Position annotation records
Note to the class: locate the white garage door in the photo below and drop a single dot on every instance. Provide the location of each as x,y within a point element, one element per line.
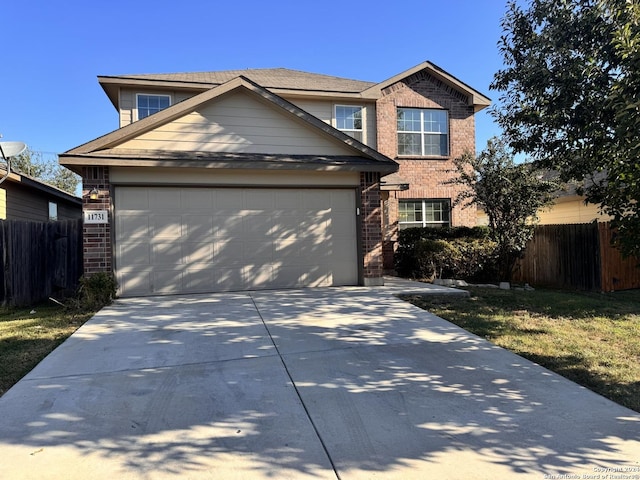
<point>187,240</point>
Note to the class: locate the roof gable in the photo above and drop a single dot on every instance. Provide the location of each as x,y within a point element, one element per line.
<point>200,104</point>
<point>474,98</point>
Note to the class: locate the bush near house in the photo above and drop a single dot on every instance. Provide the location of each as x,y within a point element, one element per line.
<point>461,252</point>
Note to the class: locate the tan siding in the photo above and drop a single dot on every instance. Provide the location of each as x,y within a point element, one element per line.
<point>3,204</point>
<point>574,211</point>
<point>167,176</point>
<point>563,212</point>
<point>237,123</point>
<point>325,111</point>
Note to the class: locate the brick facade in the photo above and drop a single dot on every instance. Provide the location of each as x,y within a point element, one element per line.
<point>96,239</point>
<point>425,176</point>
<point>371,233</point>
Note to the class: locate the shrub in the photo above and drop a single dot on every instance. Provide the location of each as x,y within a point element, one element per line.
<point>463,252</point>
<point>96,291</point>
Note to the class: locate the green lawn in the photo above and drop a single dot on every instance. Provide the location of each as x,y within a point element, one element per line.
<point>26,338</point>
<point>592,339</point>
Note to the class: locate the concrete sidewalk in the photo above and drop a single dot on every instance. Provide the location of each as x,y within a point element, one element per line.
<point>348,383</point>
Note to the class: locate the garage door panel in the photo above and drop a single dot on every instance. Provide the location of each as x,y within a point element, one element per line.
<point>257,225</point>
<point>166,226</point>
<point>317,276</point>
<point>256,251</point>
<point>228,226</point>
<point>198,227</point>
<point>163,253</point>
<point>134,253</point>
<point>165,199</point>
<point>181,240</point>
<point>230,199</point>
<point>167,281</point>
<point>198,253</point>
<point>133,199</point>
<point>226,279</point>
<point>132,226</point>
<point>197,199</point>
<point>198,280</point>
<point>259,200</point>
<point>135,282</point>
<point>287,199</point>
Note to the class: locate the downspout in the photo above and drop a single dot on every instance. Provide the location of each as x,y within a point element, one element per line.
<point>8,165</point>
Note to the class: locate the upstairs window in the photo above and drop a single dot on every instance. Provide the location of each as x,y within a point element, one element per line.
<point>349,120</point>
<point>53,211</point>
<point>424,213</point>
<point>423,132</point>
<point>150,104</point>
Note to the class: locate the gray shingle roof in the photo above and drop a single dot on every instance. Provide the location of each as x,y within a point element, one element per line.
<point>278,78</point>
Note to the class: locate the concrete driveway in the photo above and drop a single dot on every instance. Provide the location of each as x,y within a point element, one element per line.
<point>347,383</point>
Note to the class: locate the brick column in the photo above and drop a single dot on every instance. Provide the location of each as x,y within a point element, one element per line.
<point>96,238</point>
<point>371,216</point>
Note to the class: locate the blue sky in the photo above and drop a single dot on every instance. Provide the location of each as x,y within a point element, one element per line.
<point>52,51</point>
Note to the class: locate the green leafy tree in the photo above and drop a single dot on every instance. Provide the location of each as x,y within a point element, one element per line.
<point>570,98</point>
<point>511,195</point>
<point>48,170</point>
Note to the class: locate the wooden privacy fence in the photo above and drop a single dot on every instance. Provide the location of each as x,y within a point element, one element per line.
<point>39,260</point>
<point>576,256</point>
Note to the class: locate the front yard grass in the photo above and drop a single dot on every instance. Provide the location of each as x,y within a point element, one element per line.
<point>26,338</point>
<point>592,339</point>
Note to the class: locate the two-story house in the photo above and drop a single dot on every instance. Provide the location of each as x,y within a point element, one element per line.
<point>268,178</point>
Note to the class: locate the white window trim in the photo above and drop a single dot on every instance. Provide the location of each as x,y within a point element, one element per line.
<point>422,132</point>
<point>424,223</point>
<point>150,95</point>
<point>348,130</point>
<point>53,211</point>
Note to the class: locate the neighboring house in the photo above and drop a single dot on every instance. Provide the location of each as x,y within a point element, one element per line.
<point>568,208</point>
<point>25,198</point>
<point>269,178</point>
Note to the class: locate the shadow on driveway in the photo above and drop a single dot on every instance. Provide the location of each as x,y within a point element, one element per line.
<point>323,383</point>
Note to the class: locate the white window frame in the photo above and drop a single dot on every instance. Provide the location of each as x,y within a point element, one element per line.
<point>138,95</point>
<point>358,134</point>
<point>445,206</point>
<point>425,133</point>
<point>53,211</point>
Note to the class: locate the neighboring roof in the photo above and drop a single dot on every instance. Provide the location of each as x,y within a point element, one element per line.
<point>281,80</point>
<point>102,146</point>
<point>31,182</point>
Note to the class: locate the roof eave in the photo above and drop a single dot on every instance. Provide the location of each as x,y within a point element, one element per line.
<point>76,162</point>
<point>475,98</point>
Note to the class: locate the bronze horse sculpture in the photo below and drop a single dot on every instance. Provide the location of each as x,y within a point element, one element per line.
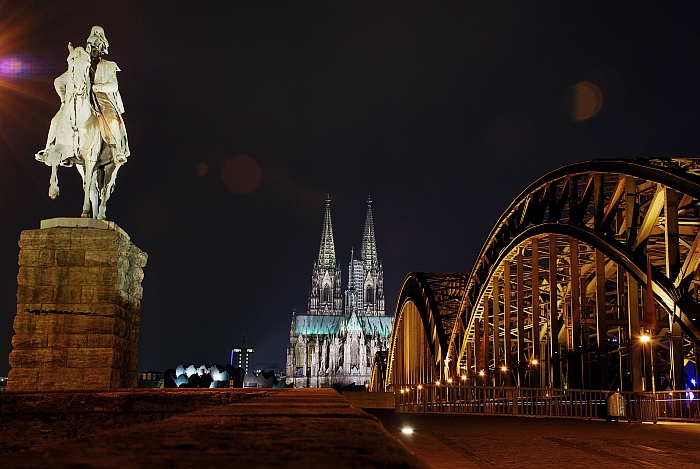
<point>78,139</point>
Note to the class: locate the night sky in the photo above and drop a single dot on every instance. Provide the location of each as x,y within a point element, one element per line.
<point>242,116</point>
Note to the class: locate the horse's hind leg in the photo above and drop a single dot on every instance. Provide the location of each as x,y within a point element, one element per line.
<point>106,188</point>
<point>88,175</point>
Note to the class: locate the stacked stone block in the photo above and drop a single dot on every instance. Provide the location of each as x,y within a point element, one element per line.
<point>78,303</point>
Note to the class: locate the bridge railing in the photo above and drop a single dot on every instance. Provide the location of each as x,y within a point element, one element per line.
<point>678,405</point>
<point>528,402</point>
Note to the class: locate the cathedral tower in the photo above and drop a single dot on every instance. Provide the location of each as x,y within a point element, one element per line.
<point>372,272</point>
<point>325,296</point>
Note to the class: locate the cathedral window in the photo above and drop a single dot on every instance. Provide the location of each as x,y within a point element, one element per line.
<point>369,295</point>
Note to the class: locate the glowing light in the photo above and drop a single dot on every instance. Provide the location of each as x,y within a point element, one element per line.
<point>11,67</point>
<point>585,101</point>
<point>202,169</point>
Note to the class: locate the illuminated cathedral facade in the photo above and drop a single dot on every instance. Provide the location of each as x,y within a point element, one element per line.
<point>333,344</point>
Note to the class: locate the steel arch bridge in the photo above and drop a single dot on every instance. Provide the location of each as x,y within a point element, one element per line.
<point>590,279</point>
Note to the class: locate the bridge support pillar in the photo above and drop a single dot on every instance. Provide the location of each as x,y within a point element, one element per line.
<point>520,319</point>
<point>601,321</point>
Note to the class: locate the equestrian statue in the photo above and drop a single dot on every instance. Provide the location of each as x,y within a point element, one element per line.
<point>88,130</point>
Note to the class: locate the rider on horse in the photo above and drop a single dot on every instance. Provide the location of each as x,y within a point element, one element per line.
<point>107,101</point>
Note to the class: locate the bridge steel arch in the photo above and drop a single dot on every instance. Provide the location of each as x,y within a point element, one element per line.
<point>425,316</point>
<point>585,263</point>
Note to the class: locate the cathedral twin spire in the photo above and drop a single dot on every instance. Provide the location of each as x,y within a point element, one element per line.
<point>366,284</point>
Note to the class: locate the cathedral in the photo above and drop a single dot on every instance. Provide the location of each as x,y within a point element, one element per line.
<point>333,344</point>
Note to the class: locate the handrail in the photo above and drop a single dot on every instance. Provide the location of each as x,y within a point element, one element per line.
<point>546,402</point>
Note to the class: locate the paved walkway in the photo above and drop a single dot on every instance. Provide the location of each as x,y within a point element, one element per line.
<point>463,441</point>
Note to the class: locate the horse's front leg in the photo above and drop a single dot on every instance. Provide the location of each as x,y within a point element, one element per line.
<point>88,182</point>
<point>110,177</point>
<point>53,182</point>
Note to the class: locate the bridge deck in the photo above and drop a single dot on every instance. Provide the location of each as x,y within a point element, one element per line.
<point>447,441</point>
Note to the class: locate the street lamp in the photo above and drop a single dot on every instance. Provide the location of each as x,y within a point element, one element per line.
<point>644,339</point>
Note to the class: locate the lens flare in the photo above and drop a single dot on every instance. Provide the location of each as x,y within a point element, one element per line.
<point>241,174</point>
<point>585,101</point>
<point>202,169</point>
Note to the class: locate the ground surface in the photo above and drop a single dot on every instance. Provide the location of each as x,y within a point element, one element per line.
<point>310,429</point>
<point>446,441</point>
<point>277,428</point>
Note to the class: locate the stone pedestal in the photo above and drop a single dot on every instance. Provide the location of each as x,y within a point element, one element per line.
<point>78,303</point>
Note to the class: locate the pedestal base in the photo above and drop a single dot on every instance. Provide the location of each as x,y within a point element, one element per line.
<point>78,303</point>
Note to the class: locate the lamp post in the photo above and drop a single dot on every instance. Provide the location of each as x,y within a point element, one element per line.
<point>644,339</point>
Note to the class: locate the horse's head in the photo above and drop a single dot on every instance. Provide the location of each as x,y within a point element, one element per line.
<point>78,69</point>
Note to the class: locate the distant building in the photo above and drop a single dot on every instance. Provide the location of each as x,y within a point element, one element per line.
<point>242,357</point>
<point>334,342</point>
<point>151,379</point>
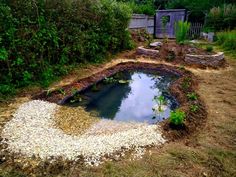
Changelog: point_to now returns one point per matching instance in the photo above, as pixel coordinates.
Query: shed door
(165, 23)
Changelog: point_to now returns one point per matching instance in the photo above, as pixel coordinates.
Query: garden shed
(165, 22)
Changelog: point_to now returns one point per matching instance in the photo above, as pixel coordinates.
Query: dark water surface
(129, 96)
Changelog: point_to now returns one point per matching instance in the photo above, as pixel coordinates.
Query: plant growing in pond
(164, 21)
(209, 48)
(109, 80)
(94, 88)
(160, 106)
(76, 98)
(61, 91)
(177, 117)
(192, 96)
(73, 91)
(182, 67)
(181, 31)
(48, 93)
(170, 56)
(194, 108)
(186, 83)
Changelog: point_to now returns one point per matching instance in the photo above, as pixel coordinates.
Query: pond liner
(194, 121)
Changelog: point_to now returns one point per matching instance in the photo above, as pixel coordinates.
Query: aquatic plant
(177, 117)
(194, 108)
(186, 83)
(209, 48)
(192, 96)
(160, 106)
(181, 31)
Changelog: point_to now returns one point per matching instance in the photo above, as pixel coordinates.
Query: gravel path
(32, 131)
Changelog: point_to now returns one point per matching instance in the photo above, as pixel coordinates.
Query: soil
(174, 53)
(209, 152)
(194, 119)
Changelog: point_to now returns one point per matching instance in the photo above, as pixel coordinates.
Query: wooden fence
(141, 21)
(195, 30)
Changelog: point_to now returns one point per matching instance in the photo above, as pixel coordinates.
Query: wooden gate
(165, 22)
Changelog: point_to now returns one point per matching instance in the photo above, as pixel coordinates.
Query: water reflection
(130, 101)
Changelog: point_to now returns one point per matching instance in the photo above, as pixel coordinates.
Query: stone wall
(206, 60)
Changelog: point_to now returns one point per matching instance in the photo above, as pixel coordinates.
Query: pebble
(32, 132)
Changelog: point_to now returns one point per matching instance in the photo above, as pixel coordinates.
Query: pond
(140, 96)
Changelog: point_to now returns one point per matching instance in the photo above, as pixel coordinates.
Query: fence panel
(141, 21)
(195, 30)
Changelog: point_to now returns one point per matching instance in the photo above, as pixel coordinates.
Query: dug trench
(185, 84)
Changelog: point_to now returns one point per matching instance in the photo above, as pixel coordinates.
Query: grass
(227, 41)
(211, 152)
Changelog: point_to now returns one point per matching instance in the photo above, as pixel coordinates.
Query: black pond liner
(128, 95)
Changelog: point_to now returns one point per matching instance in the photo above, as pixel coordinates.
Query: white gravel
(32, 132)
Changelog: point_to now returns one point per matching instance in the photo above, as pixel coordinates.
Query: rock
(156, 44)
(147, 52)
(206, 60)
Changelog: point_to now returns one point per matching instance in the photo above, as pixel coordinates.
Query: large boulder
(214, 61)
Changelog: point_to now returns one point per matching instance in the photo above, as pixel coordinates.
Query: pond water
(130, 96)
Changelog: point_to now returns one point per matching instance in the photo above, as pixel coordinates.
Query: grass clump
(227, 40)
(194, 108)
(43, 40)
(192, 96)
(181, 31)
(177, 117)
(209, 48)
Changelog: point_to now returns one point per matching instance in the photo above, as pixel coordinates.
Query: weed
(94, 88)
(181, 31)
(177, 117)
(194, 108)
(186, 83)
(61, 91)
(192, 96)
(209, 48)
(170, 56)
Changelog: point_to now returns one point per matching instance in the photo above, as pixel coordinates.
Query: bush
(192, 96)
(181, 31)
(227, 40)
(41, 40)
(221, 18)
(209, 48)
(177, 117)
(141, 7)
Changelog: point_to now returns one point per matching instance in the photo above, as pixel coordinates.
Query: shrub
(192, 96)
(209, 48)
(177, 117)
(194, 108)
(41, 40)
(181, 31)
(227, 40)
(223, 17)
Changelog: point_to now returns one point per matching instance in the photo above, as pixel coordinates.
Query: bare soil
(208, 152)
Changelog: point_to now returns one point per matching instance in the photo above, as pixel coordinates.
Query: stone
(156, 44)
(206, 60)
(147, 52)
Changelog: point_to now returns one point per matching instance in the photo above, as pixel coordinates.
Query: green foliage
(177, 117)
(170, 56)
(186, 83)
(141, 6)
(221, 18)
(41, 40)
(181, 31)
(197, 8)
(209, 48)
(194, 108)
(227, 40)
(192, 96)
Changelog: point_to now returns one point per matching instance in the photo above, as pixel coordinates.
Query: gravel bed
(32, 132)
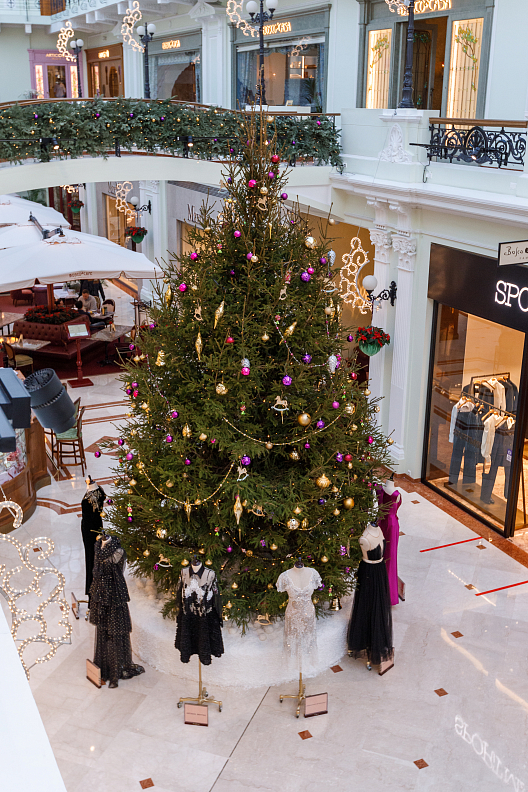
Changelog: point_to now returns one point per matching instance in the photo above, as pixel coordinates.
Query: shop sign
(174, 44)
(506, 292)
(513, 253)
(427, 7)
(277, 27)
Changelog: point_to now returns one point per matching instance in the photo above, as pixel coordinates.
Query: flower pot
(369, 348)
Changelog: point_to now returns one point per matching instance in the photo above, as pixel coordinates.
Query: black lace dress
(109, 612)
(370, 626)
(198, 616)
(91, 525)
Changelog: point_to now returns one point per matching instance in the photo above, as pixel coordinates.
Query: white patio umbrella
(70, 257)
(16, 210)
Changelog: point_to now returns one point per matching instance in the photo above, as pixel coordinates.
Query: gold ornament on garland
(198, 345)
(219, 312)
(237, 509)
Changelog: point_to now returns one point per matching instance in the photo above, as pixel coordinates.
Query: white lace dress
(300, 637)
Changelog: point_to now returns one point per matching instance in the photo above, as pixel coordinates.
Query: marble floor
(452, 714)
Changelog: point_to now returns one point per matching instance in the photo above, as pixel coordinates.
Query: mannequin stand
(203, 695)
(300, 696)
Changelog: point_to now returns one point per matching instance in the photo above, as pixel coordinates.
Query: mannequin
(370, 626)
(198, 614)
(91, 525)
(390, 498)
(109, 612)
(300, 636)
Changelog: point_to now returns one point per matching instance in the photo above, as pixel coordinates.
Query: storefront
(295, 63)
(52, 75)
(175, 67)
(105, 71)
(451, 55)
(476, 447)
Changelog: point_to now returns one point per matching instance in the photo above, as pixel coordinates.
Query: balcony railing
(500, 144)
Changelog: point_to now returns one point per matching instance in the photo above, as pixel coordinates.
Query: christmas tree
(249, 442)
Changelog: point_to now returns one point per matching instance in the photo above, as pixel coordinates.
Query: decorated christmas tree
(249, 442)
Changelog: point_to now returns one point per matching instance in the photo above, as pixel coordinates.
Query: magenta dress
(390, 526)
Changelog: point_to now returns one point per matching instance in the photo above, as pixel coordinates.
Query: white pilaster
(405, 246)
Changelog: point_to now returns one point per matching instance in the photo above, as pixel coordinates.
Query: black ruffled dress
(198, 615)
(370, 626)
(109, 612)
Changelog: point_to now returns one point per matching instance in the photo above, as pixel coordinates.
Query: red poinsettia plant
(372, 335)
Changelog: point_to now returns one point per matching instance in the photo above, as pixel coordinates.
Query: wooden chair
(17, 361)
(69, 447)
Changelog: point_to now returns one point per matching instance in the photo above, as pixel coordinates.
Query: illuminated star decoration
(19, 615)
(348, 277)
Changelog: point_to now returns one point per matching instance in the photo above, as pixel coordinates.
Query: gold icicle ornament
(219, 312)
(237, 509)
(198, 345)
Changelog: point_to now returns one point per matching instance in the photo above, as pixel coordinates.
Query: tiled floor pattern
(452, 714)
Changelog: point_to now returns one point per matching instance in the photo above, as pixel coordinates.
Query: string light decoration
(65, 34)
(19, 615)
(349, 274)
(132, 17)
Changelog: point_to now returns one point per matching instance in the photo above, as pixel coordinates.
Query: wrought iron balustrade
(501, 144)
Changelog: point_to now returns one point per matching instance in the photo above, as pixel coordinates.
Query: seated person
(95, 324)
(88, 301)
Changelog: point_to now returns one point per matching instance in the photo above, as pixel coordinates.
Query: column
(382, 242)
(405, 246)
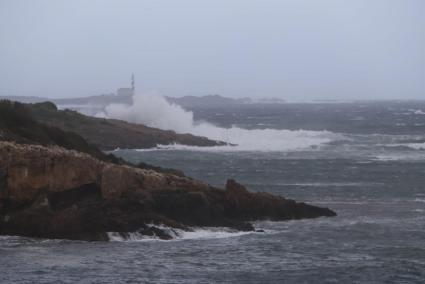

DIRECTIONS >>
Output the records, everything from the line containing "Note to the class: locate the two-story" down to the line containing "<point>31,182</point>", as a two-column CSV with the columns request and response. Give one row per request, putting its text and its answer each in a single quoted field with line breaks turned into spaces.

RESPONSE >>
request,response
"Note to the class: locate the two-story house in the photo above and drop a single dot on every instance. Provide the location of each as x,y within a point element, one element per line.","<point>268,178</point>"
"Note to the class: locate the white window trim in the photo above and drop a single dot on every instance. Provide the location of each as x,y within a point element, one element per line.","<point>422,132</point> <point>424,223</point> <point>150,95</point> <point>348,130</point> <point>53,211</point>"
"Note to the class: locate the neighboring house in the photo above and drop a single dot on every instance. Provide the location of each as x,y within a point element, one element per line.","<point>568,208</point> <point>25,198</point> <point>269,178</point>"
"Note to the class: locate the shadow on driveway in the photo above and drop a single dot on every instance. Provide the location of each as x,y within a point element, one element per line.","<point>323,383</point>"
"Note to the class: locate the white window frame in the photo above and drop a single dot on every instance. Provide the location of each as x,y within a point element, one element per line.","<point>138,95</point> <point>358,134</point> <point>445,206</point> <point>425,133</point> <point>53,211</point>"
"Note to the class: locate the neighboring roof in the photo above and drop a single dot on every instance. Provide the location of each as x,y within a point element, one element per line.","<point>281,80</point> <point>102,146</point> <point>31,182</point>"